TASK TO CARRY OUT =>
Print out the entries exactly, and include each one.

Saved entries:

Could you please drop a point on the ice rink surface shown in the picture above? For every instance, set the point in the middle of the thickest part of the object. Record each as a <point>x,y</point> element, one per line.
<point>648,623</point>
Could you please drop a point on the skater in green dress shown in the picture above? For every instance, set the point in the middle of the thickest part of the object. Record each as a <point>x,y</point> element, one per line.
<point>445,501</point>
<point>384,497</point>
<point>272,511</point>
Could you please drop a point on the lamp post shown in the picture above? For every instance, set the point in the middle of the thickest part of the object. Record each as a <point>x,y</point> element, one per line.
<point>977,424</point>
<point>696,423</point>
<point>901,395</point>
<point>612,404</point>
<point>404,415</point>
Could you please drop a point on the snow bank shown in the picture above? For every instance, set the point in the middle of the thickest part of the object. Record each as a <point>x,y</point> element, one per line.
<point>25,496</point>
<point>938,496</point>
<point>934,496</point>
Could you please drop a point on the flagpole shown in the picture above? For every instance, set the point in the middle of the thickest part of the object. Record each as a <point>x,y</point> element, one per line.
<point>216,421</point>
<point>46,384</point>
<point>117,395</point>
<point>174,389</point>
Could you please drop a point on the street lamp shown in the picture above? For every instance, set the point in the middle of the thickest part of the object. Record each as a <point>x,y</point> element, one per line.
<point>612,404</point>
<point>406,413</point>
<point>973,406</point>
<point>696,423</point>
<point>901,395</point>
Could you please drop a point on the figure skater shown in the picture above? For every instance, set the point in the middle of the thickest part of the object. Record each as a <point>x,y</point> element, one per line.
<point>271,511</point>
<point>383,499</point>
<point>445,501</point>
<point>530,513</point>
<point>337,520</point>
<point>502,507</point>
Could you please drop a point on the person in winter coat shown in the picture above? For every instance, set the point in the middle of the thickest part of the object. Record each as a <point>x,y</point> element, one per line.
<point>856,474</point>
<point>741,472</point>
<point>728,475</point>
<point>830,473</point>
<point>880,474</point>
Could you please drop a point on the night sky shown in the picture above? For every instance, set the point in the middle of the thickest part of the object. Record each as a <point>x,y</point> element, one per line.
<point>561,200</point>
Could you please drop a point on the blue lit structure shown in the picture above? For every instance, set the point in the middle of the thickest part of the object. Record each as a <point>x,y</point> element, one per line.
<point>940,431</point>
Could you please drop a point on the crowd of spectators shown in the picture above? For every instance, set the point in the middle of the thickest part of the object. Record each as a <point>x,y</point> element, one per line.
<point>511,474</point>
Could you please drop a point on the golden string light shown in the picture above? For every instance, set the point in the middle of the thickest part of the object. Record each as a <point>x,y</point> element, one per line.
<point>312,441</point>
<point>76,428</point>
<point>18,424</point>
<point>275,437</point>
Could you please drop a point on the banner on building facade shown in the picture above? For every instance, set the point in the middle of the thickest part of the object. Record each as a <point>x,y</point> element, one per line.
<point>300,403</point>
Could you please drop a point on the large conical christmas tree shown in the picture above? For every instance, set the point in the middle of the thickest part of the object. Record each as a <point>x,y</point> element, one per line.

EXERCISE RESPONSE =>
Could you please drop a point on the ice rink surface shown in the picture above? For every instance, set the point in the middle of the thickest part of the object. Record each as a <point>x,y</point> element, one per line.
<point>648,623</point>
Could you please drop a point on the skater in green dress shown in the picture above? For every instance, set the point in the middle of the thickest part of the object. Record each as a <point>x,y</point> element, one per line.
<point>445,501</point>
<point>384,497</point>
<point>272,511</point>
Could you please drop a point on the lamp post shown in the picture above? For every instance, set the point in the middle of the thickest part of the object. Record each as a <point>x,y</point> element, one per line.
<point>977,424</point>
<point>696,423</point>
<point>901,395</point>
<point>612,404</point>
<point>404,415</point>
Could you please drop a point on the snow bank shown in the picture above? For every instance, set the point in the middle of the thickest part of the object. Record each as a <point>x,y</point> element, one per line.
<point>25,496</point>
<point>938,496</point>
<point>934,496</point>
Could you please drop a point on the flagpole shown in the picture above? For every instance, set the point in the middle of the thickest part of the object. Record each as a <point>x,y</point> element, one per line.
<point>216,421</point>
<point>46,384</point>
<point>117,395</point>
<point>174,389</point>
Could you please drop a point on the street lamp shown in the picture above? For every instance, set the point in the middle of the thickest part of the object. Record each as a <point>x,y</point> element, one per line.
<point>612,404</point>
<point>406,413</point>
<point>973,406</point>
<point>696,423</point>
<point>901,395</point>
Could you please drop a point on the figure skater shown in the picture above? For every instance, set the point in the middle of the thickest part of the object. Record each as a <point>x,y</point> element, one per line.
<point>271,511</point>
<point>383,499</point>
<point>445,501</point>
<point>530,513</point>
<point>337,520</point>
<point>502,507</point>
Could you please drop a point on the person in winter coat shown in the picture above? For every instance, set the point in the middle of the thickest part of the object. Record each as a <point>x,y</point> element, one per line.
<point>856,474</point>
<point>741,472</point>
<point>728,475</point>
<point>830,473</point>
<point>880,474</point>
Could you please drop a point on the night sky shown in the picture above? For every instance, set the point in the middle of the thickest part of the object. Record each as a <point>x,y</point> element, one per line.
<point>561,200</point>
Could you please drop a point on the blue lit structure shown in the picture above? For every instance, set the point in the middle of the thickest part of the object. Record each as a <point>x,y</point> element, one per line.
<point>940,431</point>
Could you please drop a point on the crowd of spectators shown in the picture above? For every instance, set the point in the middle of the thickest part of the object. Record each as a <point>x,y</point> element, one per line.
<point>511,474</point>
Could you please drop a point on the golden string light shown in the picture above? For every instance, set the point in the middle of the thickest part of the object. Record each as a <point>x,y</point> element, one per line.
<point>312,441</point>
<point>76,428</point>
<point>18,424</point>
<point>275,437</point>
Could you please drop a point on the banner on building facade shown in the picture above? For every instance, set the point in the middle of the thickest part of the object. Record each as a <point>x,y</point> element, one per line.
<point>300,403</point>
Could you please drop a point on the large conical christmas tree shown in the picture above? For every instance, set the point in the middle of the thickest part of the object. Record each as a <point>x,y</point> element, one per line.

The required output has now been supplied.